EJERCICIO PROPUESTO A:
Por favor, enumera los distintos verbos en pretérito perfecto simple que tienen al padre como sujeto en el fragmento. Anota cada forma una sola vez.
EJERCICIO PROPUESTO B:
Reescribe el tramo del fragmento que va desde "Buscó en su" hasta "de gamuza azul.", cambiando "Elvis" por "Chuck Berry".
EJERCICIO PROPUESTO C:
Responde estas preguntas sobre el fragmento:
(i) ¿Con qué se compara quien narra al comienzo?
(ii) ¿Qué canción sonó?
(iii) ¿De qué color eran los zapatos de gamuza?

FRAGMENTO DEL TEXTO:
Papi le ponía ganas, pero yo no estaba en la realidad. Era una ninfa de coyuyo enterrada en la tierra, sin contacto con el exterior.
Papá entendió mi silencio, pero no lo aceptó.
Buscó en su pendrive mágico y me sacó de donde estaba.
Puso algo fuerte. Puso... a Elvis.
Recuerdo que sonó Blue Suede Shoes. Quiero que entiendan que, en medio de mi ensimismada tristeza, el ritmo demencial del Rey del Rock destruyó cualquier posible angustia por un momento... y pude respirar.
Me quedé concentrada en la canción. No había nada más aparte de su voz y aquellos zapatos de gamuza azul.

INFORMACIÓN MOSTRADA:
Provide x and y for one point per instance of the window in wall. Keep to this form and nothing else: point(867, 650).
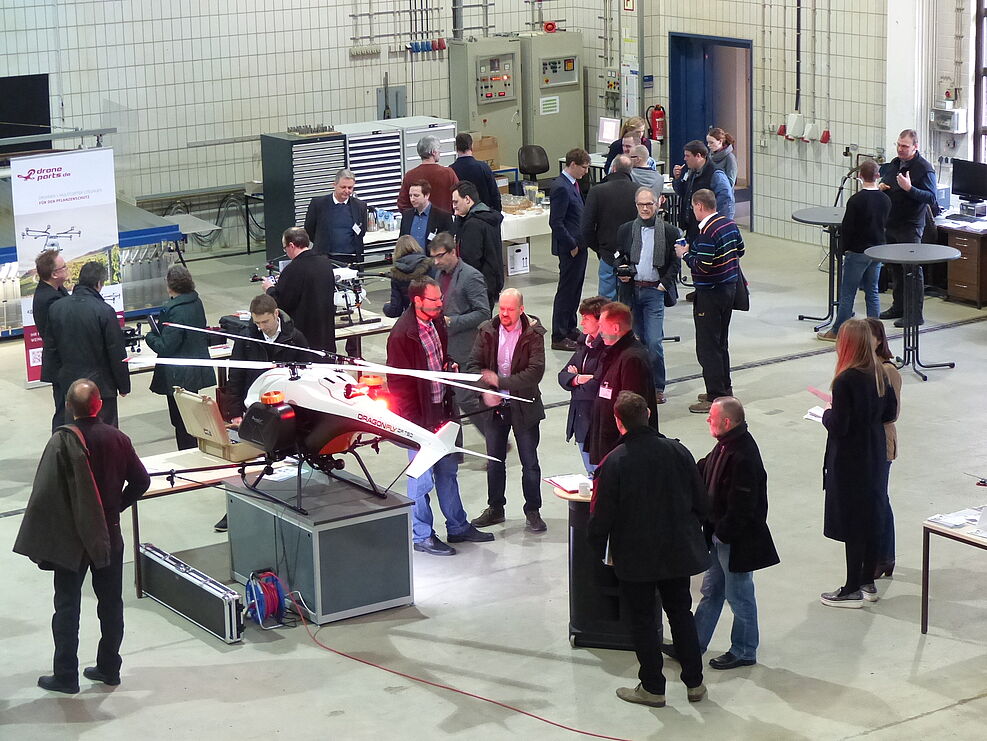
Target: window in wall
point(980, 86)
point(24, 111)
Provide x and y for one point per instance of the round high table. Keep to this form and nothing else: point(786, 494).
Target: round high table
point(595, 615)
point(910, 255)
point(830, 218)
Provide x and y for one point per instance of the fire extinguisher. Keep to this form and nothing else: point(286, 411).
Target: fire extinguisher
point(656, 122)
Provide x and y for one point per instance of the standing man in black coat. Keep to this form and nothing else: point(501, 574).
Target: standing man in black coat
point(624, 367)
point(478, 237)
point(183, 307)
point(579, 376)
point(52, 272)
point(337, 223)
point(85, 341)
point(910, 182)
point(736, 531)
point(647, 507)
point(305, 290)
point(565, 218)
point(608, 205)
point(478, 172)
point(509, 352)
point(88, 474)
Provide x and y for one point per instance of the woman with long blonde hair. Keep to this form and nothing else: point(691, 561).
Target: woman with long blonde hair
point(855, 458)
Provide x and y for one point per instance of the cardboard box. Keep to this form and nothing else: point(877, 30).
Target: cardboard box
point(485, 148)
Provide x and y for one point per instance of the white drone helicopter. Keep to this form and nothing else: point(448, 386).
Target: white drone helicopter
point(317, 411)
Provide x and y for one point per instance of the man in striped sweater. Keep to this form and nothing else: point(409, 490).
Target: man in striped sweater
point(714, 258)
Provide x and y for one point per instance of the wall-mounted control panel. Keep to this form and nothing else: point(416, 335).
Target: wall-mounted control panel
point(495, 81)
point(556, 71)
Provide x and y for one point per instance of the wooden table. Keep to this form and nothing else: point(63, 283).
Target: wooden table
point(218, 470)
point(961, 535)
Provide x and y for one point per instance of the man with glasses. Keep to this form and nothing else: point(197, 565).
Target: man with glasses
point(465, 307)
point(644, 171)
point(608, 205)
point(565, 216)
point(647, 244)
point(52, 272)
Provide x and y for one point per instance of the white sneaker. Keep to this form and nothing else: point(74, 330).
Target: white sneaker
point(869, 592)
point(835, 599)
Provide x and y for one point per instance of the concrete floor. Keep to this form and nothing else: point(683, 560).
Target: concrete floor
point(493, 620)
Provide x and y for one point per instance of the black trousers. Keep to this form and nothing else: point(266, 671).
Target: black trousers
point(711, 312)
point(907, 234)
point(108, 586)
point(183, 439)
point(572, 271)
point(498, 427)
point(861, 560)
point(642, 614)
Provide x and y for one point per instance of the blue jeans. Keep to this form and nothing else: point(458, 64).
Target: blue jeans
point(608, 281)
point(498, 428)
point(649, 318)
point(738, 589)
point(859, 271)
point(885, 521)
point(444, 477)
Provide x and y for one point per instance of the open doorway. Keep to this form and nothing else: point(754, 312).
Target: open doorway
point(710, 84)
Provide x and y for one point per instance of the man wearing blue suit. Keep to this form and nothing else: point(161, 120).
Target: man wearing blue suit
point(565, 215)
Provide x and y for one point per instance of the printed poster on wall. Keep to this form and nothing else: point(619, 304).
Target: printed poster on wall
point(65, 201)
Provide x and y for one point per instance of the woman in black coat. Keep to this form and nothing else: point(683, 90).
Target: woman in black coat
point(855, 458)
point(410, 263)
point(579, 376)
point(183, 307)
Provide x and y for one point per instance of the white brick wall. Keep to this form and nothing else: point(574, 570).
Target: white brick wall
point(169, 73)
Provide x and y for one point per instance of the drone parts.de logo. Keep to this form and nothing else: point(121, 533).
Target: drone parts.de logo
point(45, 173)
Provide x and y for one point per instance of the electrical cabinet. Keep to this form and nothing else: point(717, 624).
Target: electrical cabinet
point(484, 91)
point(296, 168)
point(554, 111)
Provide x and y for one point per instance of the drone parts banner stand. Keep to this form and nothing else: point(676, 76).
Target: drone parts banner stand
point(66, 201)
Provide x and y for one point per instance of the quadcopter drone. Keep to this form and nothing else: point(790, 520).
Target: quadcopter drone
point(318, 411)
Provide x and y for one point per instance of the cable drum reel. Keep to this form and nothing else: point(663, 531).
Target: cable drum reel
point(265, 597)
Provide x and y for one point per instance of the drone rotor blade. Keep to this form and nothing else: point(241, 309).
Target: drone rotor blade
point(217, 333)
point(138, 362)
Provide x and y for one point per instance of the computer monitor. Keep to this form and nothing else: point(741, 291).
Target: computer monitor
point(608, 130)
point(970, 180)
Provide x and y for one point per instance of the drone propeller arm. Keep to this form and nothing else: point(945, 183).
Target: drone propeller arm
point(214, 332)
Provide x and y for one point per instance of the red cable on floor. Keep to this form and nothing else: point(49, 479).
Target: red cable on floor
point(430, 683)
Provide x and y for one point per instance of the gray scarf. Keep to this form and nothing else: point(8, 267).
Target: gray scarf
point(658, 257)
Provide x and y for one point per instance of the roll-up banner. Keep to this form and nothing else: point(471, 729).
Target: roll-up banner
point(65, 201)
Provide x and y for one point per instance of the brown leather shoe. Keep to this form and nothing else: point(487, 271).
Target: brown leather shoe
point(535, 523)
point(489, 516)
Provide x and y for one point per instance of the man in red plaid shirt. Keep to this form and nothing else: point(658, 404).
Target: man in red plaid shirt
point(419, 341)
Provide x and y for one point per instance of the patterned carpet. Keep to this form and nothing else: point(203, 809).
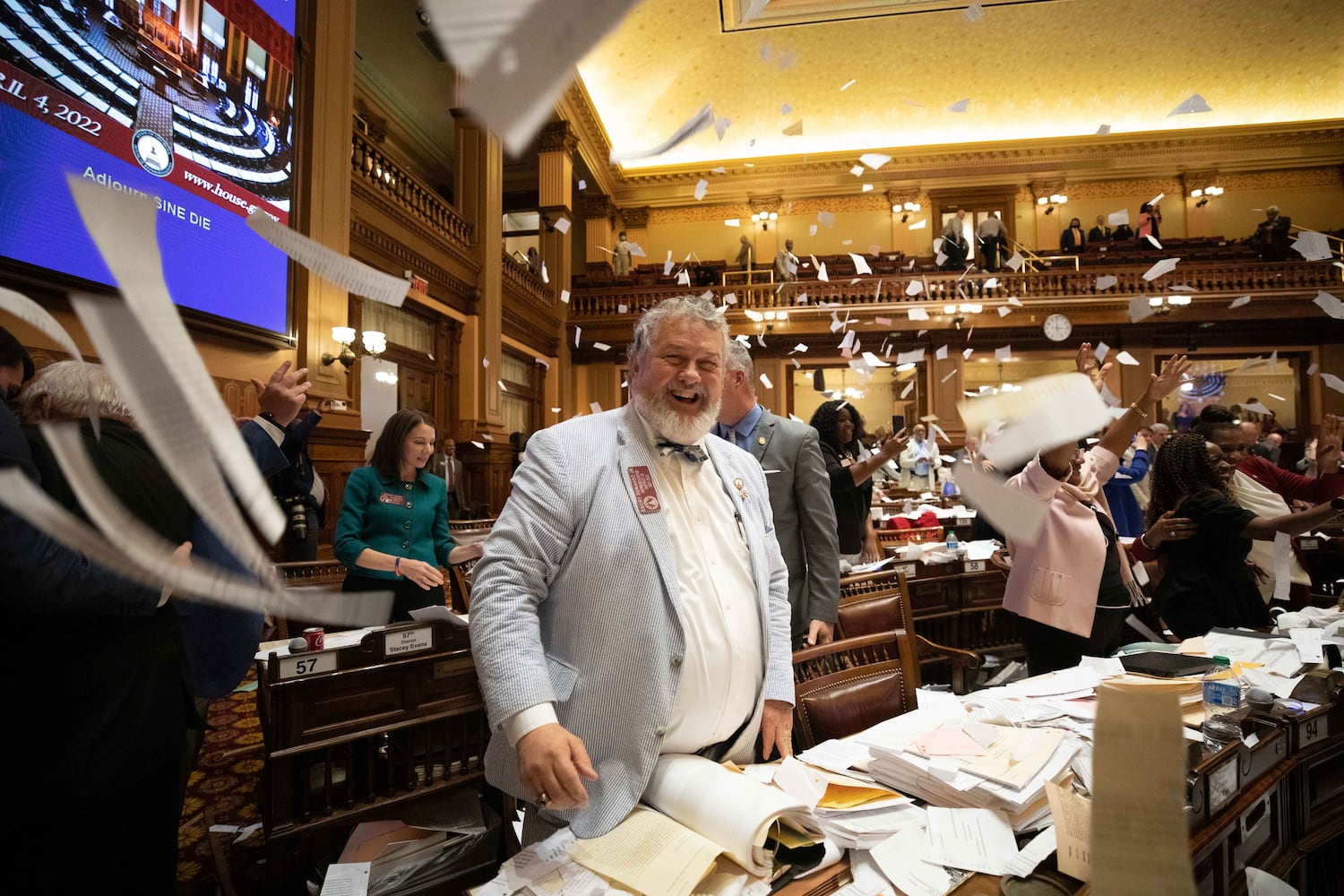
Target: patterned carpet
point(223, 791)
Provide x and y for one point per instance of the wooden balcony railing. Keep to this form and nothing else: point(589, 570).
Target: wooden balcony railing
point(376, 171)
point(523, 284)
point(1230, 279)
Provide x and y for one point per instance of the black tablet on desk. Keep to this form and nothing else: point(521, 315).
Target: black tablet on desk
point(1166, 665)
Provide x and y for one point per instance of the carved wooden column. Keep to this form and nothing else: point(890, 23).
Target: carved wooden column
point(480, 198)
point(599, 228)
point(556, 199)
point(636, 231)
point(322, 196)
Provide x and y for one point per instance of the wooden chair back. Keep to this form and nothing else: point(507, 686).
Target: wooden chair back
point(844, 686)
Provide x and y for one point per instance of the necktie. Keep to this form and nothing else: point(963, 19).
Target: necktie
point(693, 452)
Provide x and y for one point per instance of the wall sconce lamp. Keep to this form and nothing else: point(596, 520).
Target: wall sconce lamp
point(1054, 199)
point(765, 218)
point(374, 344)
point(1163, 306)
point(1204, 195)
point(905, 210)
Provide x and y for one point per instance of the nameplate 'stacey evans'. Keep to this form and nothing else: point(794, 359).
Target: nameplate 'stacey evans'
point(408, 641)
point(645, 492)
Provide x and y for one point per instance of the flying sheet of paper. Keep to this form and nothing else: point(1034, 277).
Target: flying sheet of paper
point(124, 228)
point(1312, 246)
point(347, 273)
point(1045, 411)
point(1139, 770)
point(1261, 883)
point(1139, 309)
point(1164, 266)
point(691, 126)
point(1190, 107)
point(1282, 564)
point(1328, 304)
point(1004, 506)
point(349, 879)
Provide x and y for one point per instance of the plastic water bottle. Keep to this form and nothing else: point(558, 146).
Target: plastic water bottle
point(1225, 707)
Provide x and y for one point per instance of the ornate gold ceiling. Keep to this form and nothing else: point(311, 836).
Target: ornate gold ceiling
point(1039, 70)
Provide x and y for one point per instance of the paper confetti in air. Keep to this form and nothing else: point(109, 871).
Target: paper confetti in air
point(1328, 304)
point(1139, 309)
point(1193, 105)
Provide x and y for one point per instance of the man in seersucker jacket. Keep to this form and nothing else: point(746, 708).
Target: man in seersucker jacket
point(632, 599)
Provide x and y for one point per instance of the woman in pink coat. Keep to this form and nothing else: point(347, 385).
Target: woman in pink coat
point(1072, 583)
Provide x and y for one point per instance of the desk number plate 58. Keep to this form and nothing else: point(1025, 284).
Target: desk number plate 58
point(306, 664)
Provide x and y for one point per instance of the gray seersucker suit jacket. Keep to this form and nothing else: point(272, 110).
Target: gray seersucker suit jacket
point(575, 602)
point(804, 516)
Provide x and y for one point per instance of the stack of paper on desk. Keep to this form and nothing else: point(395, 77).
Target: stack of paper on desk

RESPUESTA COMPLETA A:
entendió, aceptó, buscó, sacó, puso

RESPUESTA COMPLETA B:
Buscó en su pendrive mágico y me sacó de donde estaba.
Puso algo fuerte. Puso... a Chuck Berry.
Recuerdo que sonó Blue Suede Shoes. Quiero que entiendan que, en medio de mi ensimismada tristeza, el ritmo demencial del Rey del Rock destruyó cualquier posible angustia por un momento... y pude respirar.
Me quedé concentrada en la canción. No había nada más aparte de su voz y aquellos zapatos de gamuza azul.

RESPUESTA COMPLETA C:
(i) Con una ninfa de coyuyo enterrada en la tierra.
(ii) Blue Suede Shoes.
(iii) Azul.